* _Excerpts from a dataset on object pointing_
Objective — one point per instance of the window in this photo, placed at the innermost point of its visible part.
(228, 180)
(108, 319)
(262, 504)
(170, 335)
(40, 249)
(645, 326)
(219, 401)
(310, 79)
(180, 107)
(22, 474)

* _The problem_
Rewrite the records above as a two-column CSV with the headers input and output, one row per record, putting each record's text and its answer in a single quoted field each and replacing line breaks with spaces.

* _Response below_
input,output
"Objective — one point per instance of the window in this photo, placed at the innermost point of its visible part.","(228, 180) (108, 319) (262, 504) (170, 335) (40, 249) (645, 326) (219, 401) (310, 79) (180, 107) (22, 474)"